[Material supplied Boundary: Start]
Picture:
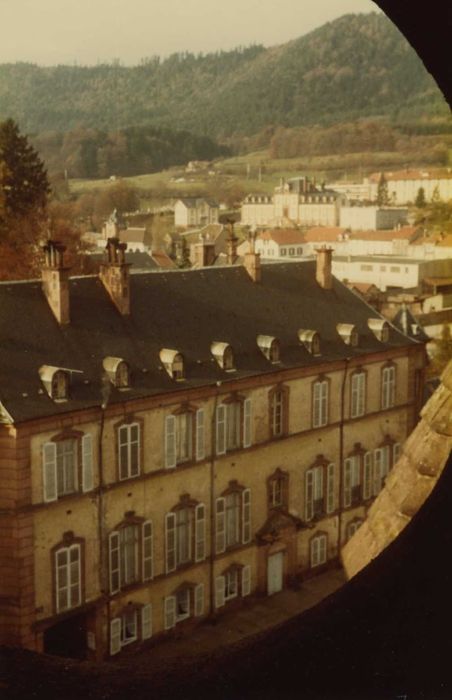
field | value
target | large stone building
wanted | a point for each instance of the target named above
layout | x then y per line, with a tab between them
173	442
295	202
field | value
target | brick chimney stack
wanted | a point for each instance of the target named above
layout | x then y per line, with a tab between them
323	273
55	281
115	275
231	245
252	260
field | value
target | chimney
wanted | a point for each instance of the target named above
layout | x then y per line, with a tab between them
115	275
252	260
323	272
231	245
55	281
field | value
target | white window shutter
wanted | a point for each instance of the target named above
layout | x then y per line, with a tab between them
200	446
148	551
309	494
114	559
330	488
378	458
170	442
246	516
199	600
87	462
115	636
219	591
220	526
367	487
246	580
170	539
170	612
247	423
220	432
347	483
146	621
49	472
200	532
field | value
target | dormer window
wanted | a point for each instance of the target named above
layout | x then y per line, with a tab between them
269	347
224	355
380	328
348	334
173	362
310	339
56	382
118	372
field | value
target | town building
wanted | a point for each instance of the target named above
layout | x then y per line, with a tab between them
173	442
195	211
295	202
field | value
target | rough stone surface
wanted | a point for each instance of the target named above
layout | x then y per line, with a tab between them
410	483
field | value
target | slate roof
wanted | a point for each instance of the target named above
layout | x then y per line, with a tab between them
180	309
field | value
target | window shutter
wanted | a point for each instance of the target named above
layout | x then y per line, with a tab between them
221	430
115	580
200	448
49	472
396	451
220	526
347	483
170	538
170	442
246	580
367	490
377	470
246	516
87	462
115	636
200	532
309	494
170	611
219	591
330	488
147	541
199	600
146	621
247	423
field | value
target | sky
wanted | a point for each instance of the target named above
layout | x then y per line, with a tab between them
87	32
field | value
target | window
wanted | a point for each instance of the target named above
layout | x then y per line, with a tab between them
130	553
388	387
185	534
278	488
126	629
234	581
233	518
60	461
68	577
233	425
318	550
320	403
358	394
319	490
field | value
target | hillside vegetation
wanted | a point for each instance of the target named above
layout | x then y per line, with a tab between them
356	66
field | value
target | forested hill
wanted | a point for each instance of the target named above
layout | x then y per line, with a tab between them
356	66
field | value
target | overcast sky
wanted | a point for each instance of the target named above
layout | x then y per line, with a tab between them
91	31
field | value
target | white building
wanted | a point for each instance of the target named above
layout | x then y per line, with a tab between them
193	211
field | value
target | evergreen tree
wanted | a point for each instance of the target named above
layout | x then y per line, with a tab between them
382	191
420	198
24	184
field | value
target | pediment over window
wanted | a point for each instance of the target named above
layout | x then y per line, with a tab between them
310	339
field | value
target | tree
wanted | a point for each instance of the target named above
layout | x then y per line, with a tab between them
382	191
24	182
420	198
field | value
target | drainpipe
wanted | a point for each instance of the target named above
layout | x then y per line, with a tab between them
341	455
212	505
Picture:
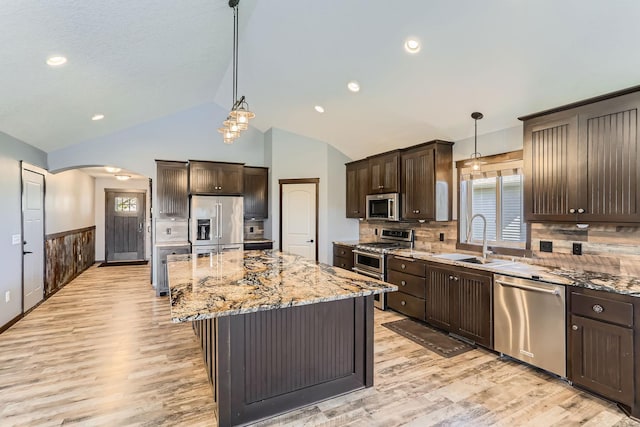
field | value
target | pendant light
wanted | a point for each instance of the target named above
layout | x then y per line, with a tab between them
239	116
475	161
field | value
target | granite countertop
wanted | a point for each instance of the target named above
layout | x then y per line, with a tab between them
247	281
620	284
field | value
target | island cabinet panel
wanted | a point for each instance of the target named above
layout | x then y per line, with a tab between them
459	300
256	194
343	256
384	173
172	190
357	188
273	361
582	163
603	340
216	178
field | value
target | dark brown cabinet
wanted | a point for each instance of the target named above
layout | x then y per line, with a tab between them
384	173
357	188
343	256
256	192
459	300
216	178
581	162
409	276
602	345
172	190
426	181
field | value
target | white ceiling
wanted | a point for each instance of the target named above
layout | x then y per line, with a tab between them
136	61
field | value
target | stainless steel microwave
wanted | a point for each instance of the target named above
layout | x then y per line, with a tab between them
383	206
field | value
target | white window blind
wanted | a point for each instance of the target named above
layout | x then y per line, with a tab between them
496	192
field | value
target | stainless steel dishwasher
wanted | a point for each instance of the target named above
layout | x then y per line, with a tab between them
530	322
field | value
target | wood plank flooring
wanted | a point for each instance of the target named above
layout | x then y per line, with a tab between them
102	352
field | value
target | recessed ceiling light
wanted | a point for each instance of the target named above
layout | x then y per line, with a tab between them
412	45
56	61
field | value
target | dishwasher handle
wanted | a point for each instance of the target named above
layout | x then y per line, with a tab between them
553	291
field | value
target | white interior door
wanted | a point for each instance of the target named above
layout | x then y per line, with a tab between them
299	219
33	238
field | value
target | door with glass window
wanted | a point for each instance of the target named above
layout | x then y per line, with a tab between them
124	225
[Material supplied Boundary: End]
• [Your task]
Without the pictures, return all the entries above exactly as they stand.

• [Task output]
Picture:
field | value
target | large stone building
wanted | a point for each instance of the target named above
layout | x then y per line, with a tab between them
173	442
295	202
field | value
target | brick chimney stack
wanted | a point for each instance of the target named above
layout | x then y per line, with a tab between them
323	273
55	281
115	275
231	245
252	260
field | value
target | chimney
wanted | a point for each instance of the target named above
layout | x then y per line, with a tab between them
115	275
252	260
323	272
231	245
55	281
field | value
target | white window shutter
wanted | a point for each instance of the target named above
layout | x then y per line, with a tab between them
200	446
148	551
309	494
114	559
330	488
378	458
170	442
246	516
199	600
87	462
115	636
219	591
220	526
367	487
246	580
170	539
170	612
247	423
220	432
347	483
146	621
49	472
200	532
field | value
target | dormer window
wanted | a point for each instance of the target named above
layout | x then y per line, with a tab between them
269	347
224	355
380	328
348	334
173	362
310	339
56	382
118	372
field | value
target | town building
wanted | a point for each instance of the target named above
layout | x then y per line, with a tab between them
173	442
195	211
295	202
field | value
target | rough stone surface
wanted | a point for each instance of the target named above
layout | x then y per line, with a tab between them
410	483
field | value
target | slate roof
wanted | a point for each instance of the target named above
layout | x then y per line, with a tab between them
180	309
field | value
target | window shutter
wanted | a point for each instance of the target named above
layout | x then y per line, with a tab between them
221	430
115	580
200	448
49	472
396	451
220	526
347	483
170	538
170	442
246	580
367	490
377	470
246	516
87	462
115	636
200	532
309	494
170	611
219	591
330	488
147	541
199	600
146	621
247	423
field | value
target | sky
wanted | a point for each instance of the target named above
layout | x then y per line, with a tab between them
87	32
field | value
target | window
wanted | a point for each instance of the target named above
layout | x then y per line, with a tab between them
130	553
388	387
185	534
278	488
126	629
234	581
233	518
60	461
68	577
233	425
318	550
320	403
358	394
319	490
field | value
target | hillside vegetation
wanted | a point for each instance of the target named above
layout | x then y per line, with a tab between them
356	66
field | value
target | forested hill
wanted | a point for each instance of the target named above
layout | x then y per line, with a tab between them
356	66
field | value
target | overcast sky
wanted | a point for each instance of the target named above
layout | x then y per line, with a tab between them
91	31
field | value
target | white building
wanted | a point for each instance of the target named above
layout | x then y per line, with a tab between them
193	211
field | value
target | evergreen tree
wanted | a point for each instance of the target named above
layout | x then y per line, with a tab between them
382	191
420	198
24	184
field | value
target | pediment over window
wanted | a point for each instance of the target named above
layout | x then y per line, with a tab between them
310	339
field | value
target | tree
wanted | a point for each instance of the target named above
layout | x then y per line, with a tab between them
382	191
24	182
420	198
field | value
target | drainpipe
wanted | a point for each instance of the target named above
layout | x then y per line, with a tab between them
341	455
212	505
Picture:
field | value
target | pendant light
wanted | a point for each instance of the target named above
layout | x then y per line, with a tab between them
239	116
475	161
field | value
target | granite countertop
wanted | a point for each instance of the target named above
layout | x then y per line, with a tab between them
247	281
620	284
field | value
target | island cabinet panel
wanted | a point for each instance of the target named above
layout | x then y per line, with a tab between them
459	300
256	194
343	256
384	173
172	190
357	188
273	361
582	163
603	340
216	178
field | value
target | dark brown cabinet
wanted | a point for each instance of the target named above
layout | x then y per line, with a tab between them
384	173
357	188
343	256
256	192
459	300
216	178
581	162
409	276
602	345
172	190
426	181
field | value
target | white ceiling
wanted | a point for each instance of the target named above
layout | x then y per line, with a tab between them
136	61
field | value
target | stainless steel microwave
wanted | a point for each instance of the target named above
layout | x then y per line, with a tab between them
383	206
field | value
target | white window blind
wanted | a point for each instance of the target named above
layout | x then y per line, with a tab between them
496	192
field | value
target | stainless steel dishwasher
wanted | a point for each instance of the target named above
layout | x then y per line, with a tab between them
530	322
field | value
target | wood plank flooring
wanted | a point for each instance of the target named above
layout | x then y per line, with a tab between them
102	352
field | value
target | recessed ceiling light
wanted | a point for each instance of the target named above
layout | x then y per line, with a tab between them
412	45
56	61
field | value
target | dishwasher handle
wanted | a point for each instance of the target named above
layout | x then y per line, with a tab between them
553	291
field | value
target | white interior door
wanted | a point for each instance of the target named above
layout | x then y per line, with a tab between them
299	219
33	238
field | value
target | door with glass window
wanted | a point for each instance of the target named above
layout | x then y per line, with a tab between them
124	225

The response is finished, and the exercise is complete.